## Texte source
Le poil à gratter… 
Lettre d’information de Cynorrhodon – FALDAC  
www.cynorrhodon.org  


N° 48 – septembre 2016  

  ISSN 2264-0363
 

« Aux crochets de l’État… »







Alain Trez


L’État, c’est un monsieur prêteur et malgracieux assis derrière un guichet.
Anatole France[1]

Récemment, lors d’une table ronde organisée dans une mairie d’arrondissement de Paris, sur le thème des circuits alternatifs pour la promotion du travail des artistes contemporains, un élu, adjoint à la culture, a déclaré que les plasticiens vivaient « aux crochets de l’État. » Ce propos a jeté un froid dans l’auditoire, puis suscité un tollé… L’auteur de ces propos a alors essayé, fort maladroitement, de les attribuer non pas à lui-même mais à un tiers qui lui aurait déclaré que… Esquive assez classique quand on s’est engagé dans un bourbier : « c’est pas moi qui l’ai dit, mais quelqu’un d’autre. »

    Au-delà de l’évidente maladresse de tels propos, surtout devant un auditoire majoritairement composé de plasticiens, il importe de comprendre pourquoi de telles idées reçoivent un accueil favorable auprès d’un public de plus en plus large et, ce, malheureusement pas seulement parmi les militants extrémistes qui récusent d’emblée toute forme d’expression artistique qui sort des canons d’un académisme démodé depuis plusieurs générations.

## Exercices à faire
[a] Les affirmations suivantes concordent-elles avec le texte sur les propos de l’élu ? Répondez à chacune par oui ou par non, en citant mot pour mot le passage qui tranche : (i) la table ronde s’est tenue dans une mairie d’arrondissement de Paris ; (ii) l’élu a maintenu que ces propos étaient les siens ; (iii) l’auditoire était majoritairement composé de plasticiens.
[b] Reprenez le texte sur les propos de l’élu et poursuivez-le à partir de sa dernière phrase.
Les données ci-dessous proviennent d’une autre source.

## Données fournies
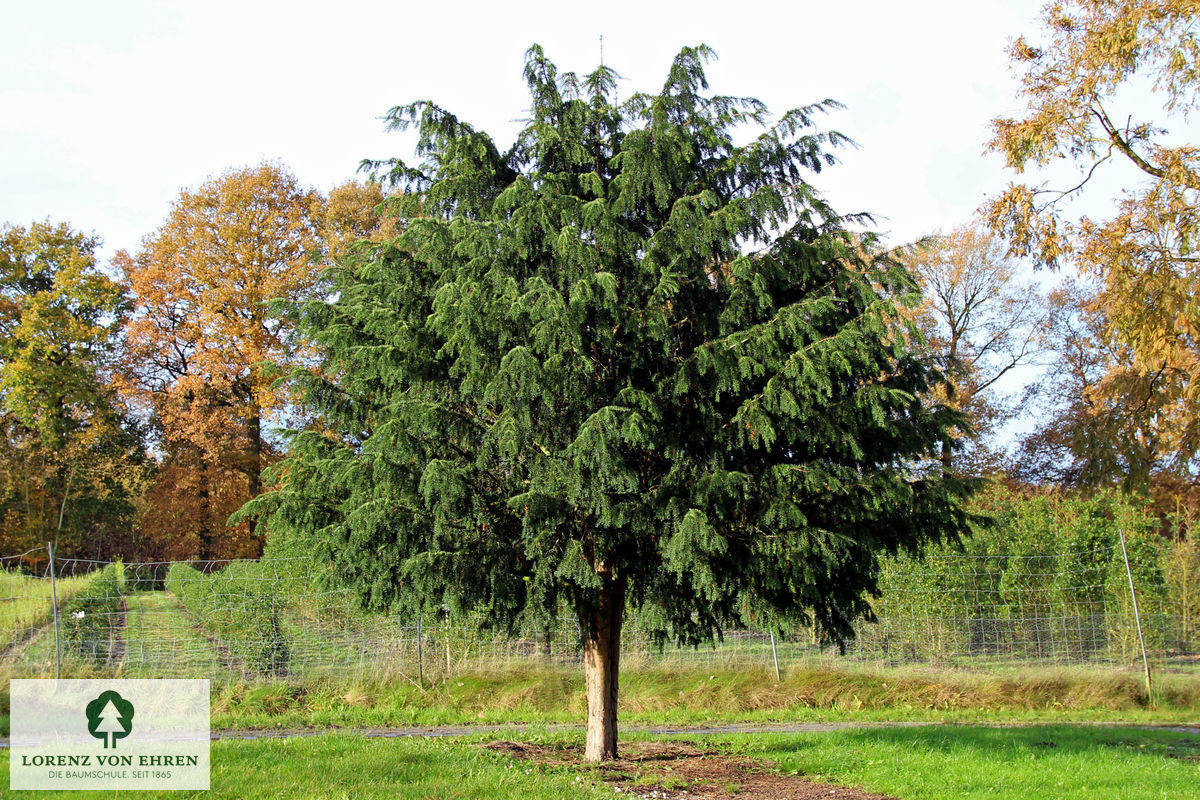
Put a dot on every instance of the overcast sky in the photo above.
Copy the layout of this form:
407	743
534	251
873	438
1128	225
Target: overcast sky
111	108
108	109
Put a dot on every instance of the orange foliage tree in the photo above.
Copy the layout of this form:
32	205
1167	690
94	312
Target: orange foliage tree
210	336
1089	86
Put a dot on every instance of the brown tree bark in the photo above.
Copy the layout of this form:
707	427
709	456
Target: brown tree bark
601	661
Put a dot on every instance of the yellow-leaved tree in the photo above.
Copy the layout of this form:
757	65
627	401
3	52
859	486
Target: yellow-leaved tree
208	340
1099	91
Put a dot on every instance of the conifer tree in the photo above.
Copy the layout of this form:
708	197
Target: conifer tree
628	364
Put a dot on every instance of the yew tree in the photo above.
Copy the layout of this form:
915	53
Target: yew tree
631	364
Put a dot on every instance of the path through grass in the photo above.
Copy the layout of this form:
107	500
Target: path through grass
928	763
162	639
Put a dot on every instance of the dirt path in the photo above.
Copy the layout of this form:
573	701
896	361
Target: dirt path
659	731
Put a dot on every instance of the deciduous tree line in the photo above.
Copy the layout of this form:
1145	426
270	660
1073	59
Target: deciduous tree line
138	398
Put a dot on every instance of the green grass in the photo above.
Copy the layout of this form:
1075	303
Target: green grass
334	767
25	602
969	763
701	697
659	696
928	763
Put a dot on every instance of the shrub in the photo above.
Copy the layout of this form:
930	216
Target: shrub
239	605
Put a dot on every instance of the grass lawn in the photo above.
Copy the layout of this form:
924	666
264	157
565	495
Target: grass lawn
659	696
928	763
1038	762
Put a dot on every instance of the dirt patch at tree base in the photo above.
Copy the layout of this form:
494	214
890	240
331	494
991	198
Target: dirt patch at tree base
679	770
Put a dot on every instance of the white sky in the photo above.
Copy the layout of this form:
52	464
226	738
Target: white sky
111	108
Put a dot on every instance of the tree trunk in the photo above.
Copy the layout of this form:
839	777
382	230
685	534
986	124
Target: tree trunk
601	661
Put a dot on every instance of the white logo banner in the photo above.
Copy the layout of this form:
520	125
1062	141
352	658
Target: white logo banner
109	734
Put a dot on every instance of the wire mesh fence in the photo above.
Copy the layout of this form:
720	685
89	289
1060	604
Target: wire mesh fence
273	619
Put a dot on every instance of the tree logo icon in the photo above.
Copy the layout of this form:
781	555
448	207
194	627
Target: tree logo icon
109	717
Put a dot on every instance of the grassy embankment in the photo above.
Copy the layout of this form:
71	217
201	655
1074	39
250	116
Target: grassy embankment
25	605
929	763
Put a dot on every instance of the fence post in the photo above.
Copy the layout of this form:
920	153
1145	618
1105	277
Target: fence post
1137	618
420	672
54	599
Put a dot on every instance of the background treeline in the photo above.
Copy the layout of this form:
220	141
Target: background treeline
138	397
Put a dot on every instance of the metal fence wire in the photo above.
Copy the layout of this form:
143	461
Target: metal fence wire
269	619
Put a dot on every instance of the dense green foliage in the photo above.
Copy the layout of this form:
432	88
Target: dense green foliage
627	359
1044	581
70	456
239	606
89	618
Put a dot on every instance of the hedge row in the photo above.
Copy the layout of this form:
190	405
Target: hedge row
238	607
89	619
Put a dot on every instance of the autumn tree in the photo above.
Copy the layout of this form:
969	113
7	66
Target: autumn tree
624	364
1103	421
1086	89
205	343
981	322
71	458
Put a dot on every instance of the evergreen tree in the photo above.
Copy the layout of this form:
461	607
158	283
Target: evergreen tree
627	364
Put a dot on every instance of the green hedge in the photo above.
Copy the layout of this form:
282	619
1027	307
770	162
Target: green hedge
89	619
240	606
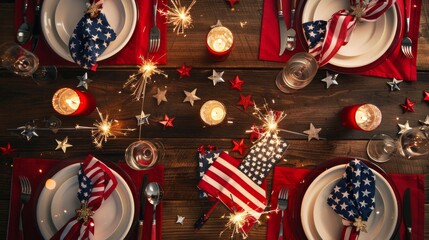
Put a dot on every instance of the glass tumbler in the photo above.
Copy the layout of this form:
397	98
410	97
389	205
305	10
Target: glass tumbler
298	72
17	59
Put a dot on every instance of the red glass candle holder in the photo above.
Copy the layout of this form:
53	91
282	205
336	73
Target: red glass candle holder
219	43
363	117
73	102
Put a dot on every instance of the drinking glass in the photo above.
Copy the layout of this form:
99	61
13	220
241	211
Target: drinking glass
298	72
412	144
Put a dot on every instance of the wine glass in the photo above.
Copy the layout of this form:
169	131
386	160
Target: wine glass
412	144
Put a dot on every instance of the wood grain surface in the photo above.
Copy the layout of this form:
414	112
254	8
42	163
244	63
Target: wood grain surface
21	100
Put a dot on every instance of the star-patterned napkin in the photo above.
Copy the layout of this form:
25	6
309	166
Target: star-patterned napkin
91	37
353	198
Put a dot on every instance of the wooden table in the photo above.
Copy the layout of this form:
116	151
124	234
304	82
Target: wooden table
21	100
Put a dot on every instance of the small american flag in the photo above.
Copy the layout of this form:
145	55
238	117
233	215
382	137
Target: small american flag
353	197
89	40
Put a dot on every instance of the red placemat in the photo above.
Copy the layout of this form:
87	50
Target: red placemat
38	170
129	55
395	65
292	177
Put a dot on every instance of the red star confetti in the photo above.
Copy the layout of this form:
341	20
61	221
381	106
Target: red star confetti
426	95
408	106
167	122
245	101
239	147
236	83
7	151
184	71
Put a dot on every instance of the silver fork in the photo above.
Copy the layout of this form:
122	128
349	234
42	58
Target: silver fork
282	201
406	44
154	34
25	197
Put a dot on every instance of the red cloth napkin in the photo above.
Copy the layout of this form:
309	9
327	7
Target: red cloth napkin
129	55
36	169
291	177
396	65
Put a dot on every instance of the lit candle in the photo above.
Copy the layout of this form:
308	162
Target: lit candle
213	112
219	43
364	117
72	102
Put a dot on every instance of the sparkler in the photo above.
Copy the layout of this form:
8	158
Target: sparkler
180	16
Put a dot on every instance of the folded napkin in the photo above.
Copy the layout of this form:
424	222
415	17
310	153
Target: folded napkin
353	198
393	65
136	47
96	183
293	178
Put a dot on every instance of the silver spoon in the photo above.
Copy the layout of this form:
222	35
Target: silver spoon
24	31
154	196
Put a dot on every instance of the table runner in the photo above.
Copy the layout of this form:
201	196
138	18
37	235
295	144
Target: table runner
36	170
291	177
129	55
396	65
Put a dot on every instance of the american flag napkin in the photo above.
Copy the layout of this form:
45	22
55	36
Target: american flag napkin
96	183
353	198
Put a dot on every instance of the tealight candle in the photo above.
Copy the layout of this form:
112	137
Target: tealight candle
213	112
364	117
219	43
72	102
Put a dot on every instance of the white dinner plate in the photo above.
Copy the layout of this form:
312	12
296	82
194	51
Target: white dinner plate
60	17
55	207
368	42
319	221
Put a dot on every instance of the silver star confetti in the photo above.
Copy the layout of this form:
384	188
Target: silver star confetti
180	219
403	127
330	79
426	121
394	84
191	97
83	81
160	96
63	145
216	77
313	132
142	119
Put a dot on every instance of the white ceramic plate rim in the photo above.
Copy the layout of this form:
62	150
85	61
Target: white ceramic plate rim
43	209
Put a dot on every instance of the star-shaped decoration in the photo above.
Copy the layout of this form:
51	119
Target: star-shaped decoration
426	95
394	84
180	219
408	106
184	71
167	122
239	146
191	97
404	127
330	79
7	151
142	119
426	121
216	77
83	81
236	83
160	96
245	101
63	145
312	132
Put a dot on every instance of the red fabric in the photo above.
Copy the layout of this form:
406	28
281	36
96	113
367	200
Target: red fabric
395	65
36	169
129	55
291	177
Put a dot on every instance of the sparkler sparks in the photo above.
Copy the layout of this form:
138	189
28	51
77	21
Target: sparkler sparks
180	16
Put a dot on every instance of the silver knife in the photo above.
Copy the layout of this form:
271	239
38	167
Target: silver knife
407	214
282	27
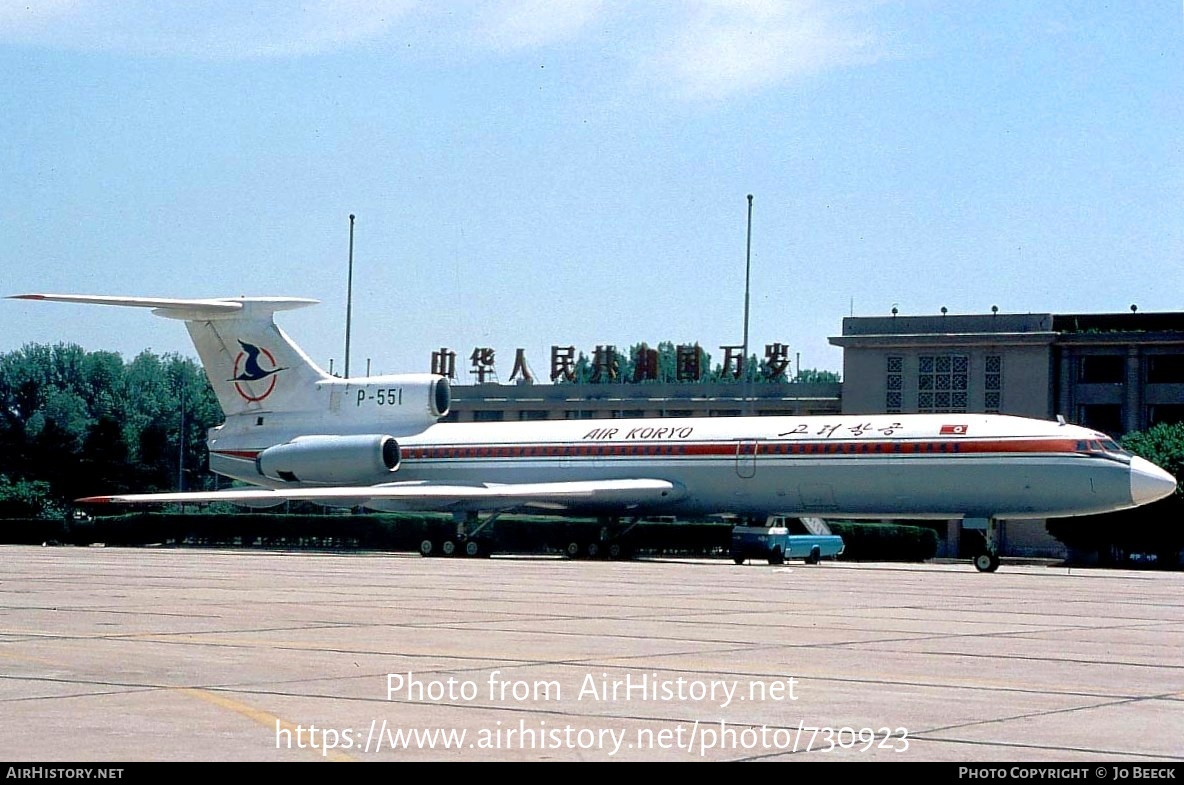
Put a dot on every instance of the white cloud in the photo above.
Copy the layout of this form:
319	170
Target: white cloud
693	50
508	25
213	29
728	46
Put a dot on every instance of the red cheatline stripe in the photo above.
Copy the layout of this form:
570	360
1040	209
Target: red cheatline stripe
729	449
245	455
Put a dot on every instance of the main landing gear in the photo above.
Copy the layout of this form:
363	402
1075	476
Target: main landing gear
989	561
468	540
607	544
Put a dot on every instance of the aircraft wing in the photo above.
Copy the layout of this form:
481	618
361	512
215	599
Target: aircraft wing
435	496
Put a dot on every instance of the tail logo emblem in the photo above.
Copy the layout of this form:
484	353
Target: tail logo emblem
248	368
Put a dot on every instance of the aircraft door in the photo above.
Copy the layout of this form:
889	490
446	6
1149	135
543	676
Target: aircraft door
746	458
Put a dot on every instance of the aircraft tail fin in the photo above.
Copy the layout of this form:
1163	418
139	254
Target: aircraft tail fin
251	364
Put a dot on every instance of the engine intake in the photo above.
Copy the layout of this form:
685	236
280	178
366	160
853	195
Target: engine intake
330	459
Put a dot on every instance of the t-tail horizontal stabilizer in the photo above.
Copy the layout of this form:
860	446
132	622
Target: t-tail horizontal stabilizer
252	365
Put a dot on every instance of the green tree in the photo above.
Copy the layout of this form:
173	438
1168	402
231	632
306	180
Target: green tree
1163	445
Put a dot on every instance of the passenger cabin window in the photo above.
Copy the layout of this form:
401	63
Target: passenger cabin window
1101	370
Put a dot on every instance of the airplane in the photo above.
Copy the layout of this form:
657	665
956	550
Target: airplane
295	432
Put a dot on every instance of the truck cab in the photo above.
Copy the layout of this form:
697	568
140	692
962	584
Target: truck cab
785	538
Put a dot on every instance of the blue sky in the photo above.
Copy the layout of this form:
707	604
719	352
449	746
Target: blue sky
532	173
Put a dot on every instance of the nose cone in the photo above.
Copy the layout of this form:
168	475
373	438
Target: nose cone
1149	482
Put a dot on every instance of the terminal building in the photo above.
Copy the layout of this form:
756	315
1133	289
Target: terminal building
1112	372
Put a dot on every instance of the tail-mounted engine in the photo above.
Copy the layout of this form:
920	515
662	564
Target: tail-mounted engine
330	459
411	400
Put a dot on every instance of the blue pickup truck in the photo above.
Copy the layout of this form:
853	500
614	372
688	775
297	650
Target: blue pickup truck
785	538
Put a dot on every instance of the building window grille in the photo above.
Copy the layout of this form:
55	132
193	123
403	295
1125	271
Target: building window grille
992	383
943	383
894	385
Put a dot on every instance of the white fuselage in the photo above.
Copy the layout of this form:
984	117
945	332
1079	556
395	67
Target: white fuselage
881	467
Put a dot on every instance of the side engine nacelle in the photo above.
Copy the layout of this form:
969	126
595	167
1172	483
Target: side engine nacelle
330	459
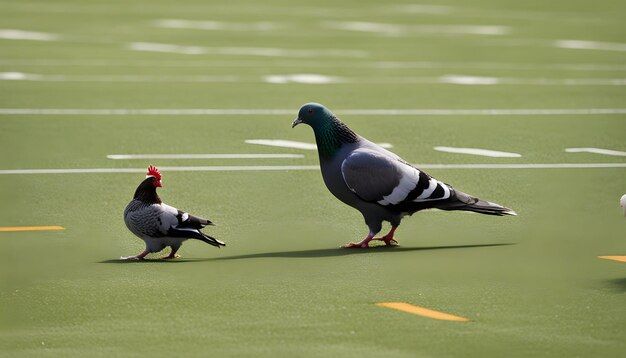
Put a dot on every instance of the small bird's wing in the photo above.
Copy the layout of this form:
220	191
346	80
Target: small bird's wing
184	220
377	176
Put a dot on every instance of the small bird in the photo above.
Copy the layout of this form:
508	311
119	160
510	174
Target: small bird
159	224
377	182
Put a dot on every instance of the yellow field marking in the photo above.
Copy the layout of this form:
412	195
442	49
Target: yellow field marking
30	228
425	312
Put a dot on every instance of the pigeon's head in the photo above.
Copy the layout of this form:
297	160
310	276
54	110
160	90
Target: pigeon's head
155	176
313	114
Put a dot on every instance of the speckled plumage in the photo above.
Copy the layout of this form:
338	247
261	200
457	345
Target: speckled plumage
160	225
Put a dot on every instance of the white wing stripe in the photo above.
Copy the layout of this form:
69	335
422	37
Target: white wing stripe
432	185
400	192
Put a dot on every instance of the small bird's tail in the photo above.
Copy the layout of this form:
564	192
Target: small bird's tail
210	240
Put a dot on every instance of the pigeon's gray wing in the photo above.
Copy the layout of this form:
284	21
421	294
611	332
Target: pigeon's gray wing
379	177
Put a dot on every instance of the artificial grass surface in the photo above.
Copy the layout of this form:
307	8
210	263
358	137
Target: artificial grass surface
531	285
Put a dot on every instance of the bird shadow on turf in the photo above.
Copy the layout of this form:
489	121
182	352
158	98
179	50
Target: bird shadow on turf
618	284
317	253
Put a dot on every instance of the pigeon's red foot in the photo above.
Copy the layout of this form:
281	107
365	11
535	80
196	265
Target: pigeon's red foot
132	258
356	245
136	257
389	241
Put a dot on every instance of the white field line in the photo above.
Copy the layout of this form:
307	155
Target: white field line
477	151
590	45
303	78
244	51
387	65
217	25
13	34
307	167
312	78
282	143
597	151
20	76
293	144
293	112
203	156
404	30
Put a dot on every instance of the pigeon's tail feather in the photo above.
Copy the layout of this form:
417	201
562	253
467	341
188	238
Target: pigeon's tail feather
469	203
209	240
485	207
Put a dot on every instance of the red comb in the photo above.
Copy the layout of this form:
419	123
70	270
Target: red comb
154	171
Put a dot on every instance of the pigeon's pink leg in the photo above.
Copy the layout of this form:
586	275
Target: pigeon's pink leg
172	254
137	257
388	239
361	244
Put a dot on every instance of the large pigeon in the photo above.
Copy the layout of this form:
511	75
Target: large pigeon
377	182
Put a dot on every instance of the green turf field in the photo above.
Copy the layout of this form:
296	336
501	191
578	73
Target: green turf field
80	80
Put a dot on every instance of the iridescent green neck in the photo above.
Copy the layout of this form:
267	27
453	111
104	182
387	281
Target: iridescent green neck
331	135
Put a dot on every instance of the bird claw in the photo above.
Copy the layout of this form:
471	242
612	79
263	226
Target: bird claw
389	241
131	258
355	245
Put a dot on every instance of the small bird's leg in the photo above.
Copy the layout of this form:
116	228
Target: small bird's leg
172	254
137	257
363	243
388	239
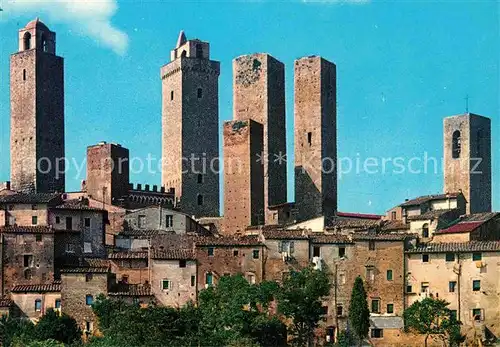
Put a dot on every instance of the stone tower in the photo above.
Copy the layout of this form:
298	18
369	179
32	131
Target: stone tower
243	175
467	159
107	172
190	116
37	112
315	104
259	94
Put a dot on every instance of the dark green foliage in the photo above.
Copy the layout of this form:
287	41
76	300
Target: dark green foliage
359	314
432	317
300	299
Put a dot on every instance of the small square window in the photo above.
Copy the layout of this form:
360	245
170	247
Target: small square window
390	308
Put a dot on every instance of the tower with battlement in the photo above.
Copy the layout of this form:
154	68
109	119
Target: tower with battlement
190	137
37	112
467	159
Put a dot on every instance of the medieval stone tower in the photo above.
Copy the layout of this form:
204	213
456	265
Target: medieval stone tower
315	104
259	94
37	112
190	137
467	159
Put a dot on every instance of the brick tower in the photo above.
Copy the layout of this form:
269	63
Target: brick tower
190	116
467	159
37	112
259	94
315	106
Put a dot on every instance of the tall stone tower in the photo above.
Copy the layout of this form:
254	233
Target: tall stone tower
37	112
243	175
467	159
315	103
108	172
190	137
259	94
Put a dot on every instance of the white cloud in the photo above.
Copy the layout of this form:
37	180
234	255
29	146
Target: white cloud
88	17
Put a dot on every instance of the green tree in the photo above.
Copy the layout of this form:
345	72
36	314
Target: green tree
300	300
359	314
432	317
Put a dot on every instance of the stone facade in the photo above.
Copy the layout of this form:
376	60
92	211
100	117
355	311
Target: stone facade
259	94
467	159
190	112
244	187
37	112
315	107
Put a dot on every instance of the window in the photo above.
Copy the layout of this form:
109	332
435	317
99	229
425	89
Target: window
209	278
316	251
28	260
477	314
341	252
169	221
390	308
141	221
166	285
425	230
377	333
375	306
451	286
89	299
27	41
456	145
69	223
389	275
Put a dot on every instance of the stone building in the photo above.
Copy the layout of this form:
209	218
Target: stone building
315	107
465	274
259	95
190	111
244	186
467	159
37	112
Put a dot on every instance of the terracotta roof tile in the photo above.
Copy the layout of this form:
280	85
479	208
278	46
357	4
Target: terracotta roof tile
471	246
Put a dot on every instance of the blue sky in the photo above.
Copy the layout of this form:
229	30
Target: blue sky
401	68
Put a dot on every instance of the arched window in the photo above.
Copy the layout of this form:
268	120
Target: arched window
456	144
27	40
425	230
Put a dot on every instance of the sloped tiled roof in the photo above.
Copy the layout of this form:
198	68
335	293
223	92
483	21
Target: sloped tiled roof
33	229
32	198
37	288
471	246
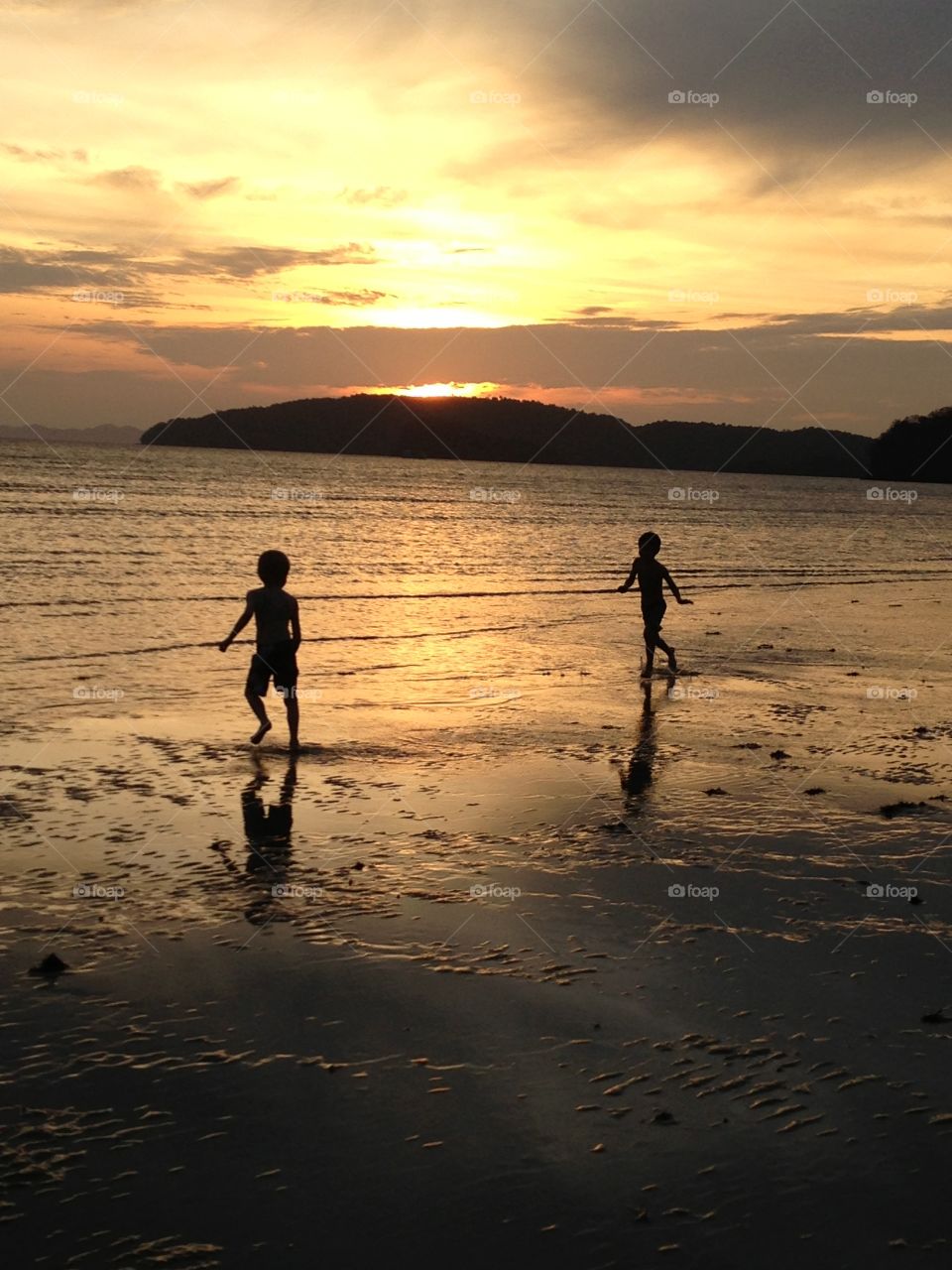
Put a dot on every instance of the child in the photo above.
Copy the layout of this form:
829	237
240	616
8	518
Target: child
652	572
278	638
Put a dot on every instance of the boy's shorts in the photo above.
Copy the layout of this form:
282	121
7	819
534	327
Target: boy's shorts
273	662
654	616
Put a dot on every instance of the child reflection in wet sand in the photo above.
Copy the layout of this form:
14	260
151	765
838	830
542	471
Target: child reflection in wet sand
652	574
638	776
267	841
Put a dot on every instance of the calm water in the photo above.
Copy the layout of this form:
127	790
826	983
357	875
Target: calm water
434	581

## Réponses attendues
[a]
(i) Oui : « lors d’une table ronde organisée dans une mairie d’arrondissement de Paris »
(ii) Non : « a alors essayé, fort maladroitement, de les attribuer non pas à lui-même mais à un tiers »
(iii) Oui : « un auditoire majoritairement composé de plasticiens »

[b]
    Oui. L’État subventionne les arts plastiques. Dans des proportions infiniment plus faibles que les arts vivants[2], certes, mais il le fait. Au sens strict, une subvention se justifie quand il y a compensation pour perte au profit de la communauté. Si la création plastique contemporaine est aidée financièrement par l’État, c’est qu’elle doit apporter quelque chose à la communauté. Jacques Chirac, alors candidat à la présidence de la République, parmi d’autres, l’a bien formulé : « L’État est un rempart nécessaire pour éviter une culture uniformisée et soumise aux réalités économiques. »[3] Ou, plus récemment, Jack Lang : « Je ne comprends pas qu’on mégote sur la culture. Parce que d’abord, généralement, c’est peu d’argent. Et c’est si précieux. C’est le bonheur de vivre, c’est en même temps une élévation de l’esprit. [...] Et c’est aussi un remède contre la violence, l’exclusion. »[4]

    Ce rôle de rempart contre l’uniformisation, la violence ou l’exclusion, l’État et les collectivités locales le mettent en œuvre à travers trois modes de financement : les subventions directes, la mise à disposition de ressources matérielles ou humaines et la déductibilité fiscale des dons aux associations sans but lucratif. L’ensemble de ces trois sources d’engagement peut représenter des sommes significatives, mais, comme nous allons le voir, les artistes n’en sont que très rarement des bénéficiaires.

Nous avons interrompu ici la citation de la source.